# START OF TEXT SHOWN
Task Forces

07.03.2022.

O'Donnell: Russian Roulette – the Kremlin’s Game in Ukraine

By Francis Martin O’Donnell, published in Metropole magazine, Vienna, courtesy to EWB

Russian Roulette – the Kremlin’s Game in Ukraine

 
Ukraine

© Andrii Podilnyk
 

With renewed discussions on the Minsk Accords scheduled for 17 February, a look at the unintended “accomplishments” of Putin’s aggression

 
 

Back in the 1990s, debates were impassioned on the so-called “right to intervention”, loudly advocated by Bernard Kouchner during the Yugoslav conflicts and Rwandan genocide. Such a “right” was roundly critiqued by sovereigntists, and in due course, turned around into the notion of a “right to protection” of those at-risk. This in turn morphed into the “responsibility to protect” (R2P) to be taken on by the international community to prevent genocide, war crimes, crimes against humanity, and ethnic cleansing.  Endorsed by all member states of the UN at the World Summit of 2005, R2P established, in part, that If any state is “manifestly failing” in its protection responsibilities, then states should take collective action to protect the population.

A major problem with the Russian “intervention” in Ukraine in 2014, was that it was unilateral. Its initial “plausible deniability” long since evaporated, it also caused immense harm on multiple levels, leaving 14,000 dead.  Rather than a victim, Russia was the aggressor, hiding behind a veneer of alleged grievances that it never took up multilaterally, neither in the UN, the Council of Europe, nor the relevant OSCE.  Its actions then and since have violated core norms of international law, including the UN Charter, of which it was a founding signatory, as well as being a permanent Security Council veto-holder, and the Budapest Memorandum of 1994,  for which guarantees Ukraine yielded its nuclear arsenal. Not that some of Russia’s tangential grievances were not without cause, in particular NATO’s bombing of Belgrade in 1999, not sanctioned by the UN and thus perceived by some as illegal.
# END OF TEXT SHOWN
- **GIVEN INSTRUCTION A**: In the article on the Kremlin's game in Ukraine, where and when did all UN member states endorse R2P?
- **GIVEN INSTRUCTION B**: Copy the article on the Kremlin's game in Ukraine word for word, from "A major problem" to "some as illegal.", inclusive.
The lines after this article are separate material and not part of it.
# START OF GIVEN MATERIAL
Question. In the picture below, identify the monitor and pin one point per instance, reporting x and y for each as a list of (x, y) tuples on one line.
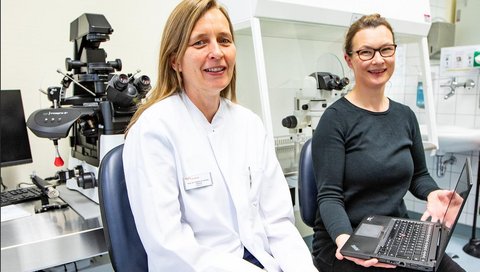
# END OF GIVEN MATERIAL
- **CORRECT ANSWER A**: At the World Summit of 2005.

- **CORRECT ANSWER B**:
A major problem with the Russian “intervention” in Ukraine in 2014, was that it was unilateral. Its initial “plausible deniability” long since evaporated, it also caused immense harm on multiple levels, leaving 14,000 dead.  Rather than a victim, Russia was the aggressor, hiding behind a veneer of alleged grievances that it never took up multilaterally, neither in the UN, the Council of Europe, nor the relevant OSCE.  Its actions then and since have violated core norms of international law, including the UN Charter, of which it was a founding signatory, as well as being a permanent Security Council veto-holder, and the Budapest Memorandum of 1994,  for which guarantees Ukraine yielded its nuclear arsenal. Not that some of Russia’s tangential grievances were not without cause, in particular NATO’s bombing of Belgrade in 1999, not sanctioned by the UN and thus perceived by some as illegal.